**Required work**
Please filter the entries for the word "building" and copy every line that has it.

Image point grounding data
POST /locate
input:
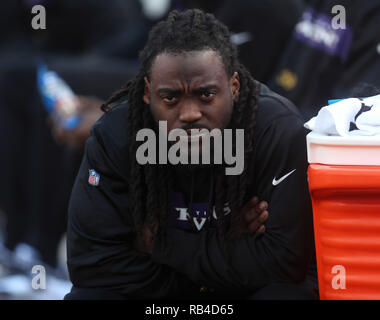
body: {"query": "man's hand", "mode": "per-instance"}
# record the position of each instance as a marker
(144, 243)
(254, 215)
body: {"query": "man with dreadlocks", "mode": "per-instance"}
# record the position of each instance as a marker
(162, 230)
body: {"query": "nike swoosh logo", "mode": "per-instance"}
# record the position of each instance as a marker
(276, 182)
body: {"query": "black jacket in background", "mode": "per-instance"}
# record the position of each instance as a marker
(321, 63)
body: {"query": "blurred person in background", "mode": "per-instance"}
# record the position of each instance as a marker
(38, 171)
(322, 62)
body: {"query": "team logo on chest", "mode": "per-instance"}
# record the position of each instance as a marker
(93, 178)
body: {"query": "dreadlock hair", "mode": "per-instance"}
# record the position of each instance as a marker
(150, 185)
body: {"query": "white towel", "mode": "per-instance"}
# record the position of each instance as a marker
(337, 118)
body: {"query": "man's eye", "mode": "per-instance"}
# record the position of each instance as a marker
(207, 95)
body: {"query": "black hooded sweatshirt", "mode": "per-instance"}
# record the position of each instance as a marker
(191, 254)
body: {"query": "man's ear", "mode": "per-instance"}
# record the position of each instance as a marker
(146, 96)
(235, 86)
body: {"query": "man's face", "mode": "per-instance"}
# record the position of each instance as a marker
(191, 90)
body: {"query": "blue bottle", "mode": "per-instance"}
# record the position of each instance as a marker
(58, 98)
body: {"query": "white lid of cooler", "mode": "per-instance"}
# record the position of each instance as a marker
(338, 150)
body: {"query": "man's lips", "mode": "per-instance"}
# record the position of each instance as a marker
(197, 136)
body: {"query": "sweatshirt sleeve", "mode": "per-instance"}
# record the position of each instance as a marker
(100, 234)
(283, 252)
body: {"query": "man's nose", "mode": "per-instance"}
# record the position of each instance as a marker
(190, 112)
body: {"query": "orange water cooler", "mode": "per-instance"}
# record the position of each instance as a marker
(344, 183)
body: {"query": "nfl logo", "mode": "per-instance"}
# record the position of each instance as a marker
(93, 178)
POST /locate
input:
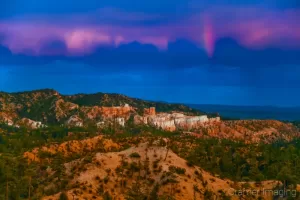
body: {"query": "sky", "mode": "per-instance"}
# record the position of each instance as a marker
(189, 51)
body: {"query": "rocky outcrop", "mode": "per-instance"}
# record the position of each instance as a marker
(63, 109)
(74, 121)
(149, 111)
(174, 121)
(97, 112)
(30, 123)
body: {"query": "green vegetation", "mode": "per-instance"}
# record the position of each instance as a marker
(237, 161)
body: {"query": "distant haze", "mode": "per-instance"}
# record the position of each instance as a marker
(252, 112)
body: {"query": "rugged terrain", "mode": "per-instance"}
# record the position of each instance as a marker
(109, 146)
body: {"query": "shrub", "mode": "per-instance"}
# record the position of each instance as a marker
(135, 155)
(63, 196)
(177, 170)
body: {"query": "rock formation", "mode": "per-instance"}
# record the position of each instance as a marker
(149, 111)
(172, 121)
(75, 121)
(30, 123)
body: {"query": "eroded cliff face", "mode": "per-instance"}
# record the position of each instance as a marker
(97, 112)
(173, 121)
(30, 123)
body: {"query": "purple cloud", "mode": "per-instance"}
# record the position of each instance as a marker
(253, 27)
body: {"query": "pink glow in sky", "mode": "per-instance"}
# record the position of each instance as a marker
(252, 27)
(209, 37)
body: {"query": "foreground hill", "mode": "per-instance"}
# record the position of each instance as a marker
(148, 169)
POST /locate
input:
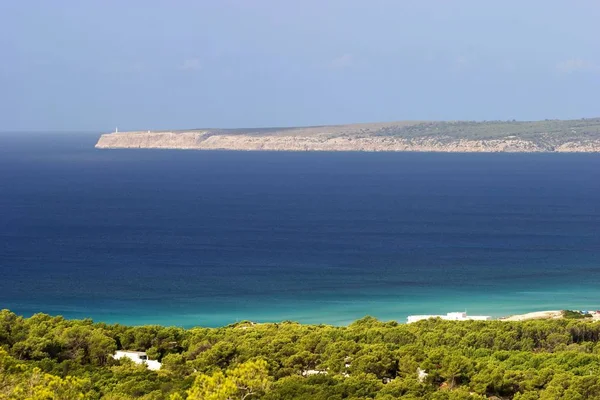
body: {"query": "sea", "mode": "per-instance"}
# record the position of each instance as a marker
(209, 238)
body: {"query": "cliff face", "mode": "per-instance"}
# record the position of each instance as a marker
(543, 136)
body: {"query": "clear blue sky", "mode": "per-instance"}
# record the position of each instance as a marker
(92, 65)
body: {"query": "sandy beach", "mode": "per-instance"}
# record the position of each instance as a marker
(554, 314)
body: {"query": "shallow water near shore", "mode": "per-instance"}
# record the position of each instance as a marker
(209, 238)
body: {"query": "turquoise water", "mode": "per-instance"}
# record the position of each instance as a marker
(208, 238)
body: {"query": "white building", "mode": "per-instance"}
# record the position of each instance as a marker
(138, 357)
(454, 316)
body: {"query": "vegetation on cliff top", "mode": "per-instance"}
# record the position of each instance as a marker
(44, 357)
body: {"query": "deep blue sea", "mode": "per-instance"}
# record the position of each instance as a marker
(209, 238)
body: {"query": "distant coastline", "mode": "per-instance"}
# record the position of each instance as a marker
(560, 136)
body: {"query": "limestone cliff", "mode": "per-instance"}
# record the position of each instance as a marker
(497, 136)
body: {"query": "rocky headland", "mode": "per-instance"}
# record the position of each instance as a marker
(572, 136)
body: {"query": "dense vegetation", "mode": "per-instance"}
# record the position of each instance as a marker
(44, 357)
(550, 132)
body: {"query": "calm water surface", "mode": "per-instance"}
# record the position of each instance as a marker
(208, 238)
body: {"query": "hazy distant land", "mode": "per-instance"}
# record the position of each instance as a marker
(582, 135)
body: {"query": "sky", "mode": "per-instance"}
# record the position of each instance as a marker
(74, 65)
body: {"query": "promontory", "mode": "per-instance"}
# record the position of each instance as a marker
(581, 135)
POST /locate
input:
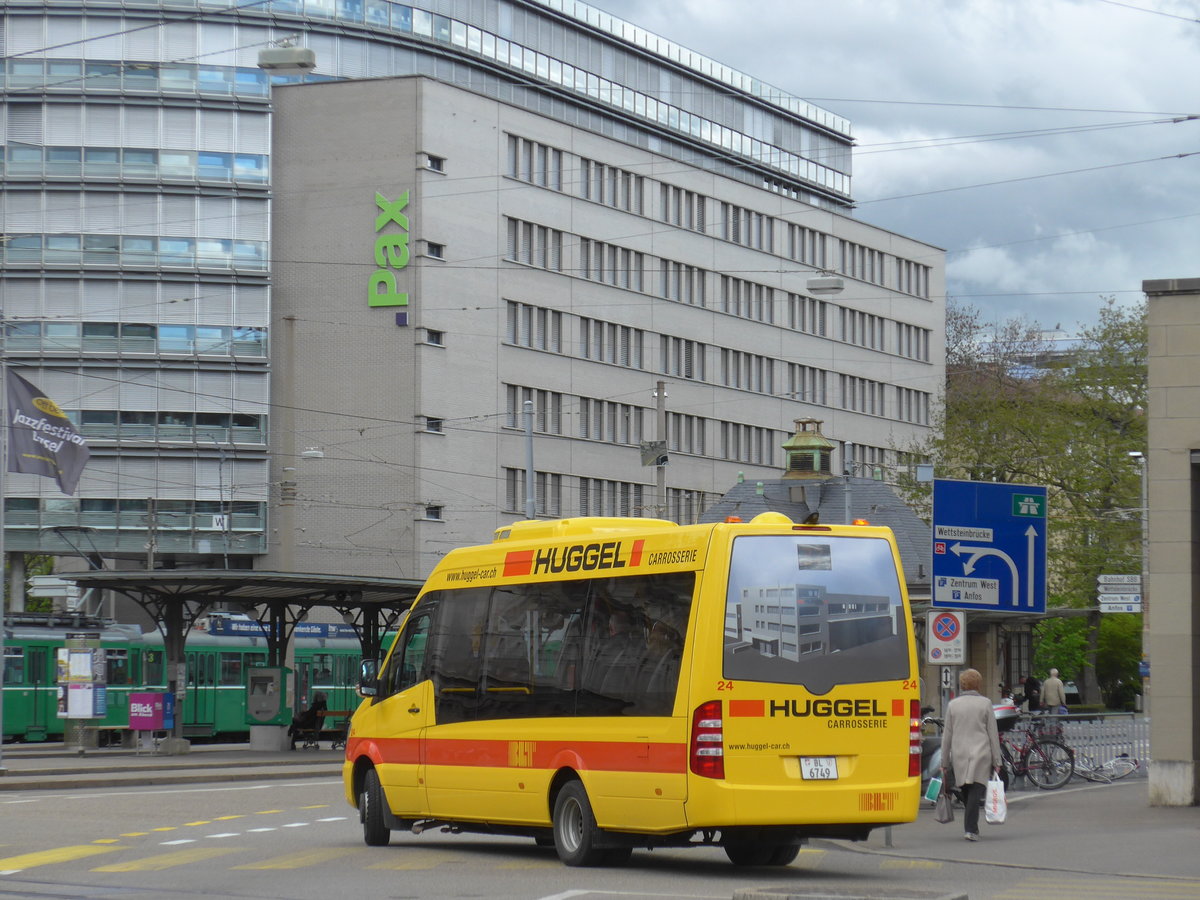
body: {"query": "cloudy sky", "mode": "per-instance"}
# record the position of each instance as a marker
(1036, 141)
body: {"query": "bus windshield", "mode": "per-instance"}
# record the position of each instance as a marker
(814, 610)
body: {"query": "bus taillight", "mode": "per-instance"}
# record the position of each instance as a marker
(915, 737)
(707, 749)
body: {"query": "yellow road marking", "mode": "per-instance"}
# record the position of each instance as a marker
(411, 862)
(166, 861)
(47, 857)
(303, 858)
(910, 864)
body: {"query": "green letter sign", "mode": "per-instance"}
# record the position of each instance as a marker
(391, 253)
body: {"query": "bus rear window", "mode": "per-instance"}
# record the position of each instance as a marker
(814, 610)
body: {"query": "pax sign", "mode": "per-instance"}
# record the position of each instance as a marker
(391, 251)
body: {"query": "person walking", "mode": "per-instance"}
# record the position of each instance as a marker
(971, 747)
(1054, 694)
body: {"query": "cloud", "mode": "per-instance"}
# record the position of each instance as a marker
(913, 70)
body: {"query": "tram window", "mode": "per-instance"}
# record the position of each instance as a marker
(153, 667)
(13, 665)
(323, 669)
(231, 669)
(118, 666)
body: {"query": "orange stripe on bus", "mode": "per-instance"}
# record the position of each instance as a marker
(519, 562)
(593, 755)
(748, 707)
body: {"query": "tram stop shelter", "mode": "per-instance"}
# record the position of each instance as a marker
(175, 598)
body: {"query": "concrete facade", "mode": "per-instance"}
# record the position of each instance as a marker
(1174, 564)
(399, 430)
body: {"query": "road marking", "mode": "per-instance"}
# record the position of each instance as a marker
(1065, 889)
(301, 859)
(166, 861)
(411, 861)
(911, 864)
(47, 857)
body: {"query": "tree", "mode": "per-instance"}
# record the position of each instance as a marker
(1021, 409)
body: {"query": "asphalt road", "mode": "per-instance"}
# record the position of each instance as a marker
(295, 838)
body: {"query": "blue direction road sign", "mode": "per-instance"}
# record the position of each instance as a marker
(989, 546)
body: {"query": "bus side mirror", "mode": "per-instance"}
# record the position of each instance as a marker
(369, 678)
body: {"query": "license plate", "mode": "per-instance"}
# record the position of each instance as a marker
(819, 768)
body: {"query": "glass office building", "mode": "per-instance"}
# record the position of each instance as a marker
(137, 210)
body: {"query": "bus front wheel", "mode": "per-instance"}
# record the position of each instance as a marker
(375, 829)
(575, 828)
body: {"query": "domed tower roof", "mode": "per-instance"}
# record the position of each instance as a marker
(808, 453)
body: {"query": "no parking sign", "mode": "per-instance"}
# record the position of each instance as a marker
(946, 637)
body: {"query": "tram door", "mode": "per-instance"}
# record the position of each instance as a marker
(201, 708)
(46, 693)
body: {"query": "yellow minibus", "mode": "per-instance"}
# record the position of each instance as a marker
(605, 684)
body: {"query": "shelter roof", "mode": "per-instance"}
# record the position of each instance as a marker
(253, 587)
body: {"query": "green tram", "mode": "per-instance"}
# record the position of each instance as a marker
(217, 664)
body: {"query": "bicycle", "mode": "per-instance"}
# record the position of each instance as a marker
(1044, 761)
(1108, 772)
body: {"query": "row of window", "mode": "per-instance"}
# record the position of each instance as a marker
(625, 424)
(538, 65)
(121, 513)
(558, 251)
(169, 426)
(135, 251)
(543, 329)
(112, 162)
(135, 337)
(27, 75)
(544, 166)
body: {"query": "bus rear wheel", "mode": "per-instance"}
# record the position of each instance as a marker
(375, 829)
(575, 828)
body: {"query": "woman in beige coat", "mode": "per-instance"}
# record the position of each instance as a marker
(971, 745)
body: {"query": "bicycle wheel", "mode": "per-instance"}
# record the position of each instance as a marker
(1087, 769)
(1121, 766)
(1049, 765)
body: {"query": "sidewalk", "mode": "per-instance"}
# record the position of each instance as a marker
(53, 767)
(1096, 829)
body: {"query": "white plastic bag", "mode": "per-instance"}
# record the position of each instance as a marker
(995, 807)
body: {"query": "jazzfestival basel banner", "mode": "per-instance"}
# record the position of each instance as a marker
(41, 438)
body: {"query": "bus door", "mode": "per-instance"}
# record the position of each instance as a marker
(201, 709)
(400, 714)
(815, 672)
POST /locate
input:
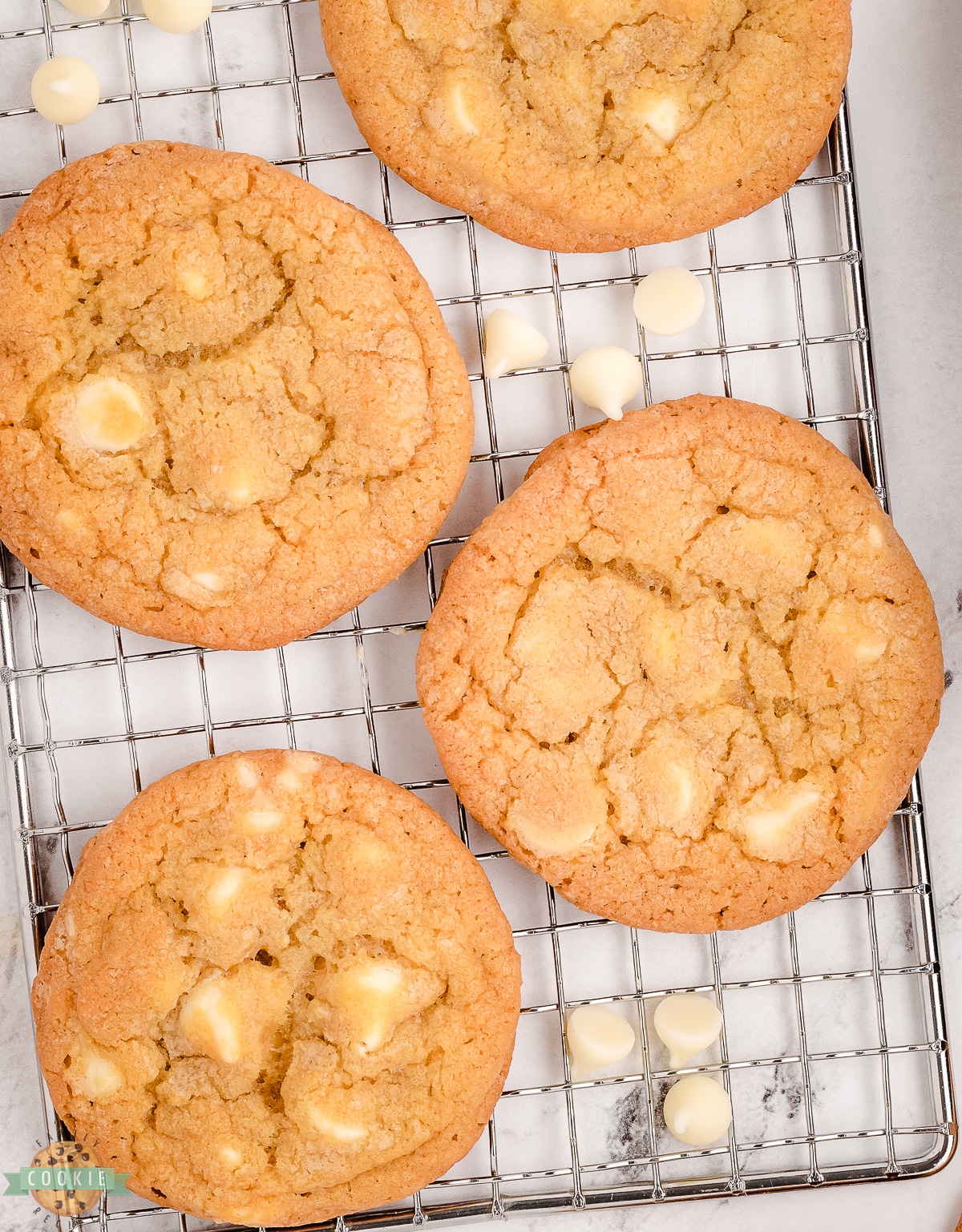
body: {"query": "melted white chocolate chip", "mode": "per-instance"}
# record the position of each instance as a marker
(212, 582)
(374, 996)
(64, 90)
(108, 415)
(94, 1077)
(87, 7)
(260, 821)
(231, 1157)
(697, 1110)
(606, 378)
(669, 301)
(457, 110)
(771, 819)
(193, 282)
(211, 1021)
(248, 777)
(596, 1036)
(686, 1024)
(510, 343)
(224, 890)
(178, 16)
(333, 1129)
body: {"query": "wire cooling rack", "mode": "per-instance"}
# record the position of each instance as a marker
(834, 1040)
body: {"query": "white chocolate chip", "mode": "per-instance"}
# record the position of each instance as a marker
(224, 888)
(178, 16)
(596, 1037)
(87, 7)
(212, 582)
(663, 116)
(547, 841)
(669, 301)
(697, 1110)
(94, 1077)
(211, 1023)
(231, 1157)
(260, 821)
(64, 90)
(108, 414)
(193, 282)
(686, 1024)
(333, 1130)
(684, 790)
(771, 821)
(457, 109)
(248, 775)
(606, 378)
(510, 343)
(69, 519)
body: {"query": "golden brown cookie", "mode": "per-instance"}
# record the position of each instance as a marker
(592, 125)
(229, 408)
(688, 670)
(277, 989)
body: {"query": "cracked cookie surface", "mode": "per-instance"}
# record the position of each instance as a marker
(688, 670)
(277, 989)
(229, 406)
(592, 126)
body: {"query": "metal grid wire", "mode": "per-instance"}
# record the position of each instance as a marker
(834, 1045)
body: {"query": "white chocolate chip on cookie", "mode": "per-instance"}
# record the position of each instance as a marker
(94, 1077)
(108, 414)
(209, 1021)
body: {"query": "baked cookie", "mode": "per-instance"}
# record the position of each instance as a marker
(688, 670)
(277, 989)
(592, 125)
(229, 408)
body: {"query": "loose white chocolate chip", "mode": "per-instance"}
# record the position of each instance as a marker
(178, 16)
(606, 378)
(87, 7)
(686, 1024)
(510, 343)
(212, 582)
(224, 888)
(697, 1110)
(195, 284)
(596, 1037)
(457, 109)
(773, 819)
(94, 1077)
(64, 90)
(231, 1158)
(333, 1130)
(108, 415)
(211, 1023)
(669, 301)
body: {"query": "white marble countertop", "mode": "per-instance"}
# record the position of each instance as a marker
(906, 98)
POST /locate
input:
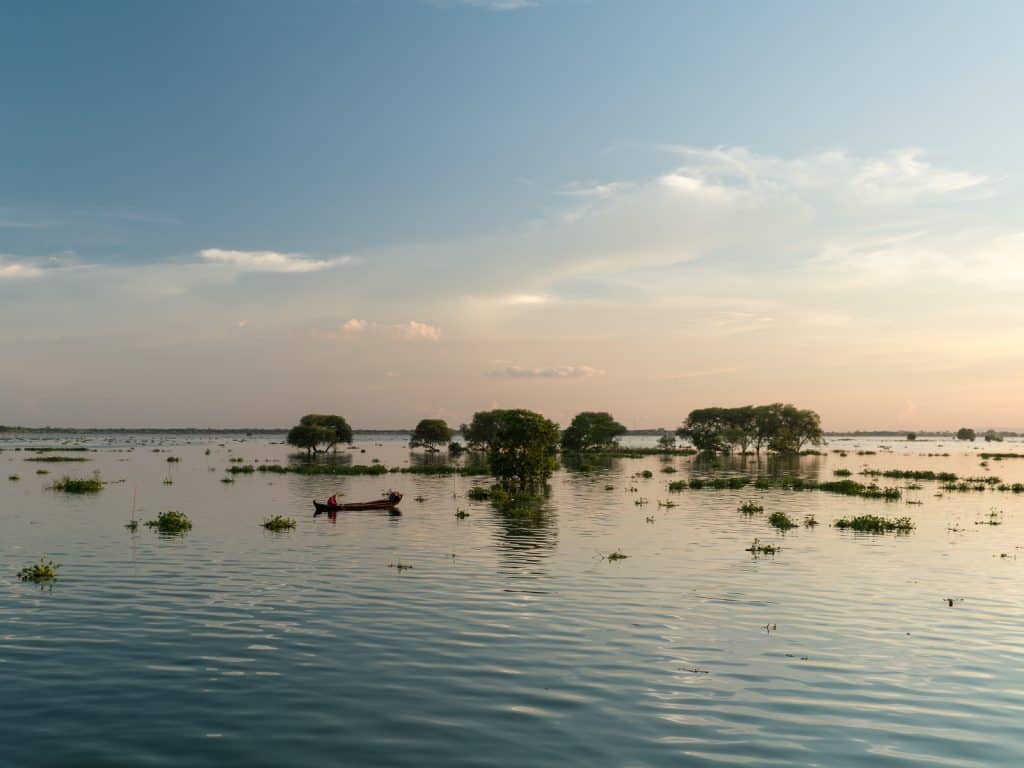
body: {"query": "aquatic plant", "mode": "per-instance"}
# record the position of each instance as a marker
(171, 522)
(876, 524)
(44, 571)
(757, 548)
(279, 523)
(79, 484)
(780, 520)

**Solved exercise**
body: {"query": "white building", "mode": "per-instance"}
body: {"query": "glass office building", "mode": "per-instance"}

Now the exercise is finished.